Lines before the one containing "the soccer pitch" are left out; output the rest of the data exactly, through the final line.

● **Data in this exercise**

########################################

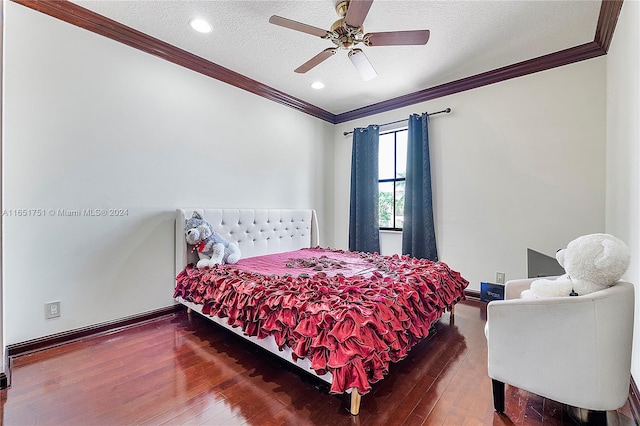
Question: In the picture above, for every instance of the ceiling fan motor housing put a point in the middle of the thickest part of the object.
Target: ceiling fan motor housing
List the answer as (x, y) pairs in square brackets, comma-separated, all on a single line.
[(345, 36)]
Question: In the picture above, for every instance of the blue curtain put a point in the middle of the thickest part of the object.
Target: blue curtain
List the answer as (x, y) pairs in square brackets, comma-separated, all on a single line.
[(364, 234), (418, 231)]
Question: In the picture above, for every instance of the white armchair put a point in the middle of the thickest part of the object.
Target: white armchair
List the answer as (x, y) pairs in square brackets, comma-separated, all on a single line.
[(573, 350)]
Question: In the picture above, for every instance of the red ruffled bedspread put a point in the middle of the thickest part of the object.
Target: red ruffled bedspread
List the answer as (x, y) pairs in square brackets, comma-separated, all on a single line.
[(350, 324)]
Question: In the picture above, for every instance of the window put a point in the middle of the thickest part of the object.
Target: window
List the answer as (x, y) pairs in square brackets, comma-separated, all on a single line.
[(392, 170)]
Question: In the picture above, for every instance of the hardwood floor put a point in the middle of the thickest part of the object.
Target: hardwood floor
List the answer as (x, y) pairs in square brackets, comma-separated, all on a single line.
[(182, 369)]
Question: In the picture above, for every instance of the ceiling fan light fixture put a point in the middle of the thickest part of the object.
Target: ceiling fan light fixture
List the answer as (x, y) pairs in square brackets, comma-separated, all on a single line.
[(362, 64), (200, 25)]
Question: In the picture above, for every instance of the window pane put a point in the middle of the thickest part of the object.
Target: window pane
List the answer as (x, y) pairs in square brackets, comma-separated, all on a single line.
[(385, 204), (385, 157), (399, 204), (401, 153)]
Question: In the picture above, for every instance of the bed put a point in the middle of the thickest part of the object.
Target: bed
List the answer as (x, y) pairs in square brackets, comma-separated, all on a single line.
[(341, 316)]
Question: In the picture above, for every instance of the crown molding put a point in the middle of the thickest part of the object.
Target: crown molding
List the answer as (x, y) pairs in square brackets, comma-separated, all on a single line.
[(84, 18), (89, 20)]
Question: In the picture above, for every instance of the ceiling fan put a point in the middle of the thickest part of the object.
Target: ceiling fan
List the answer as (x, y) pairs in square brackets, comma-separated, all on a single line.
[(347, 32)]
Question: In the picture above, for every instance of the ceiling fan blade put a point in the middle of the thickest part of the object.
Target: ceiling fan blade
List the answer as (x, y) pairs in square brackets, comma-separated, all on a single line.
[(325, 54), (397, 38), (298, 26), (362, 64), (357, 12)]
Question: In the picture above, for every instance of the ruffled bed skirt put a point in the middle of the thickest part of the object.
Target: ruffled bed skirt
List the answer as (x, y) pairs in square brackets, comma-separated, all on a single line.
[(349, 313)]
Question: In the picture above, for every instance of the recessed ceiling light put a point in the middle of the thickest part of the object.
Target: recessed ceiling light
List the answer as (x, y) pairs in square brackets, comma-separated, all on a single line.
[(200, 25)]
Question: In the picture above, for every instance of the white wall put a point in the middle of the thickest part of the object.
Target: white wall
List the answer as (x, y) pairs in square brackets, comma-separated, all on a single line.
[(516, 165), (90, 123), (623, 147)]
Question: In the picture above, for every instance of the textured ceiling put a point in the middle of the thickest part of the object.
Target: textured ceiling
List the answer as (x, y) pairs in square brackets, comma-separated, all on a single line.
[(467, 38)]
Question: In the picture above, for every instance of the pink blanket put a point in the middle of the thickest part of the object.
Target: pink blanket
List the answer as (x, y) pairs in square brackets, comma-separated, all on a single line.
[(349, 313)]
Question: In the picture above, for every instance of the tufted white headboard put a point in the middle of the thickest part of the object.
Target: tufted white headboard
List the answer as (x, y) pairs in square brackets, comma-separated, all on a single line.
[(257, 231)]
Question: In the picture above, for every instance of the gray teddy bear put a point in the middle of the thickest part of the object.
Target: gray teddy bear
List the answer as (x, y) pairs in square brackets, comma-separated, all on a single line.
[(211, 247)]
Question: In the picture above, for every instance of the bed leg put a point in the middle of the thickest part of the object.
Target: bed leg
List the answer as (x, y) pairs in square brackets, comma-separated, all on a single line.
[(355, 402)]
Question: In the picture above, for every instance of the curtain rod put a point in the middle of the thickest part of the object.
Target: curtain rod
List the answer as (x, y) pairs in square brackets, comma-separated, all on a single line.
[(444, 111)]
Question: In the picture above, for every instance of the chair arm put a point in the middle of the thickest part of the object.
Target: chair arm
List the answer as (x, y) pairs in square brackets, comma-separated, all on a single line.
[(513, 288)]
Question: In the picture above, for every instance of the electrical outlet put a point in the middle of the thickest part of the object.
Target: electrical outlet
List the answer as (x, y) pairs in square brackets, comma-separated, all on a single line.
[(51, 310)]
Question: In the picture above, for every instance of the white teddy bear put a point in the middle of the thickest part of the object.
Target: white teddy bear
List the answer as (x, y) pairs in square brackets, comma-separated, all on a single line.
[(591, 262)]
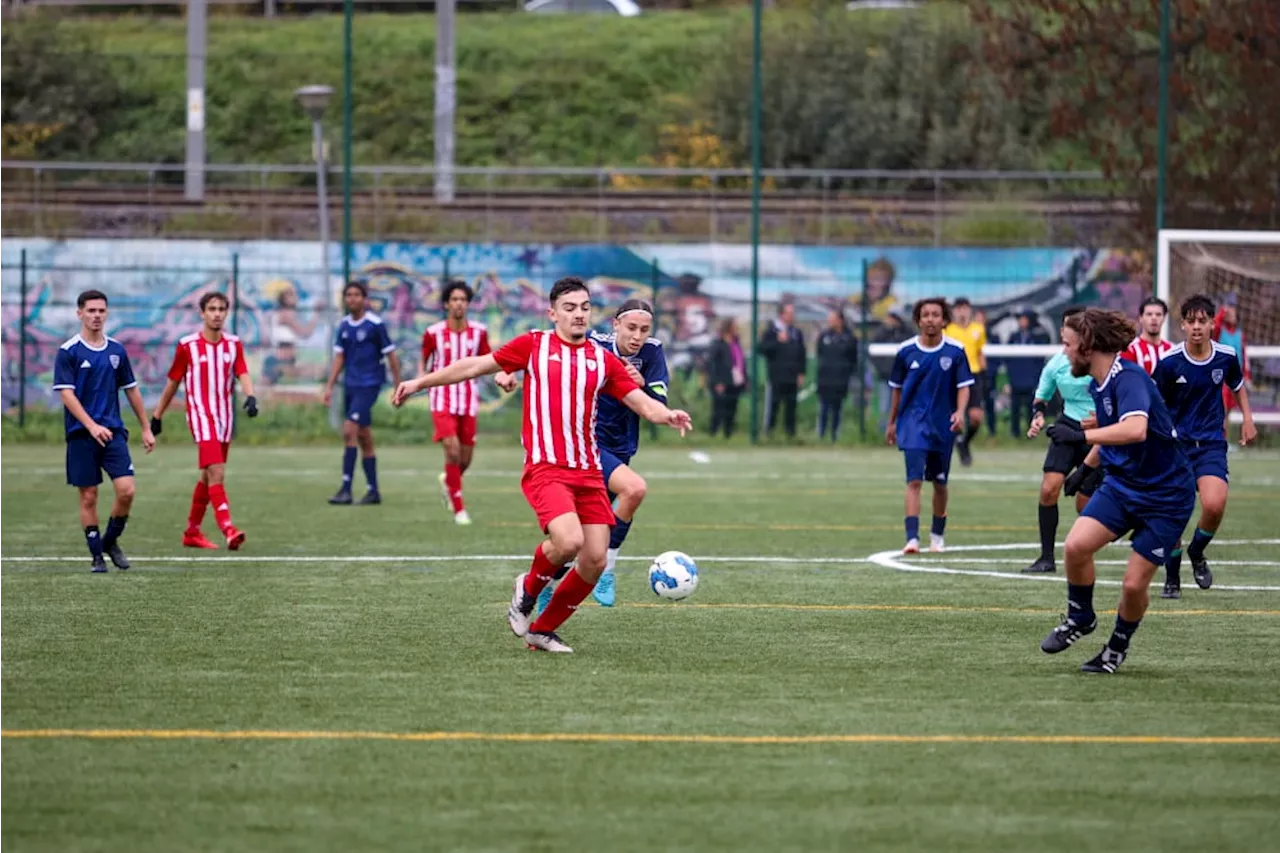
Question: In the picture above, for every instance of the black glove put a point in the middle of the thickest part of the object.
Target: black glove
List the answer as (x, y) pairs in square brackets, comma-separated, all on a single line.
[(1078, 478), (1065, 434)]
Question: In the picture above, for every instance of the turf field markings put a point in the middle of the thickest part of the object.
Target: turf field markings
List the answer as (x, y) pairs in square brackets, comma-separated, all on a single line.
[(615, 738)]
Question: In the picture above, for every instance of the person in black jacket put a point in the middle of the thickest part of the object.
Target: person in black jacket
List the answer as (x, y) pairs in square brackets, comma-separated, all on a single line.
[(782, 347), (837, 359), (726, 377)]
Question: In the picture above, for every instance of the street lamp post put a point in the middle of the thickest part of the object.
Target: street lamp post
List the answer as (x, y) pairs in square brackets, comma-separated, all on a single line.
[(314, 100)]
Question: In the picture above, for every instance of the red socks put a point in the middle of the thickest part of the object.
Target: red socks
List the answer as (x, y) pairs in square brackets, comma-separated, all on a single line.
[(571, 592), (222, 509), (453, 482), (199, 503)]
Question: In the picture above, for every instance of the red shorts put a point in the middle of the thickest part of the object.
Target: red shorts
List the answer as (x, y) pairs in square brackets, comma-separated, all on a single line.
[(448, 425), (213, 452), (554, 491)]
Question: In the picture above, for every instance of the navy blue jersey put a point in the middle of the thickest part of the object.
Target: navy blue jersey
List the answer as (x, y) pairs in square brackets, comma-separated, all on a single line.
[(96, 377), (931, 379), (617, 428), (362, 343), (1193, 389), (1153, 468)]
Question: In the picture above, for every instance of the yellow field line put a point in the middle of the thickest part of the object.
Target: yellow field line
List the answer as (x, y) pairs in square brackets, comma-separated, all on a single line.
[(586, 737)]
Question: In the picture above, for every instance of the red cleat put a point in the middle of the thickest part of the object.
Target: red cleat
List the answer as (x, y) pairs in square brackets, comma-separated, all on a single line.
[(196, 539), (234, 539)]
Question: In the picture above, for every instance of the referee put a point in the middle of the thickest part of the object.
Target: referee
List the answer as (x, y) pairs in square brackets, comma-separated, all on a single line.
[(1061, 459)]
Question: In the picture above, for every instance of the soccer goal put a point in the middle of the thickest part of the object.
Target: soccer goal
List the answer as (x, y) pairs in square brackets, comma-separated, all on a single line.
[(1240, 270)]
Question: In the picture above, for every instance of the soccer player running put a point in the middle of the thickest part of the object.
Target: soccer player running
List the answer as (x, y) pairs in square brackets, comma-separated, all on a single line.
[(88, 374), (1150, 346), (565, 375), (973, 337), (1060, 460), (1192, 378), (931, 386), (1148, 487), (209, 363), (453, 407), (360, 346)]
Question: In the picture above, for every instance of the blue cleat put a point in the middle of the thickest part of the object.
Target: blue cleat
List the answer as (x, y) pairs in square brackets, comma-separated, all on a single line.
[(603, 591)]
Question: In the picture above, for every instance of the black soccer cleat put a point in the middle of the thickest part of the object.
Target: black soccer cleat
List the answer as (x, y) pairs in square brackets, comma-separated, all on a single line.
[(1042, 566), (1065, 635), (1106, 661), (1200, 570), (117, 556)]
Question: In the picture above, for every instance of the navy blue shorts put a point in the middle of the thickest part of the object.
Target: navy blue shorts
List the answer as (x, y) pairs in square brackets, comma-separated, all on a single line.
[(932, 465), (86, 459), (1207, 459), (359, 405), (1156, 525)]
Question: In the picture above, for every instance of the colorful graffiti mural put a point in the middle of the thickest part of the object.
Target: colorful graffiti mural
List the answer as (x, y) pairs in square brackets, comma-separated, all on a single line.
[(286, 308)]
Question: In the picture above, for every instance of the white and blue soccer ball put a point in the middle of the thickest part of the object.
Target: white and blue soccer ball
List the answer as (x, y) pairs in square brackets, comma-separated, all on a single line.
[(673, 575)]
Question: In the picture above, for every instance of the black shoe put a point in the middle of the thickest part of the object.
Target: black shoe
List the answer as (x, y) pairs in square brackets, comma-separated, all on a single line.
[(1042, 566), (1200, 570), (1065, 635), (117, 556), (1107, 661)]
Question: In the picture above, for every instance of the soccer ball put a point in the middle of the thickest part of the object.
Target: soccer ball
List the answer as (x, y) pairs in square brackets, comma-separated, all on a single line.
[(673, 575)]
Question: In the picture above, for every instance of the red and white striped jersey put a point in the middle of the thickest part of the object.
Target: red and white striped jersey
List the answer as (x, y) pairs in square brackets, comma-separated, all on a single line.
[(208, 372), (442, 346), (1147, 355), (562, 382)]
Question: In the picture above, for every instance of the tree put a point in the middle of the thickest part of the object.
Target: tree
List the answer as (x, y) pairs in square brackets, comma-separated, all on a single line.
[(1097, 62)]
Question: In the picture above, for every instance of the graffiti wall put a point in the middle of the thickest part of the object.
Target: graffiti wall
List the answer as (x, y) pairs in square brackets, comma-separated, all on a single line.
[(286, 308)]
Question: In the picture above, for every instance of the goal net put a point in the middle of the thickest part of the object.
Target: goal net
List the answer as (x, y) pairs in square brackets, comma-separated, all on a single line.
[(1240, 272)]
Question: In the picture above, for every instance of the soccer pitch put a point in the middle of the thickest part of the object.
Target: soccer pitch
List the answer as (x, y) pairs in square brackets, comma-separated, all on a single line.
[(348, 680)]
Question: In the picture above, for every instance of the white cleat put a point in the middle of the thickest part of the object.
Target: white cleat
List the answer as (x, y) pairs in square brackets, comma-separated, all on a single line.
[(521, 607), (547, 642)]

########################################

● **Response area**
Question: In the picture above, for every instance of the soccer pitch put a point in the middle of the thickest part of the object.
Target: soccer pitch
List the answer as (x, y) pairs in square brackets, comma-separated, all on a single line.
[(348, 680)]
Question: In the picture above, for every instance of the white cleat put a point in the middle of the thickest part of the object.
Target: white cleat
List the answer as (x, y) pairs in square brackets, comma-separated, all on a single line.
[(521, 607), (547, 642)]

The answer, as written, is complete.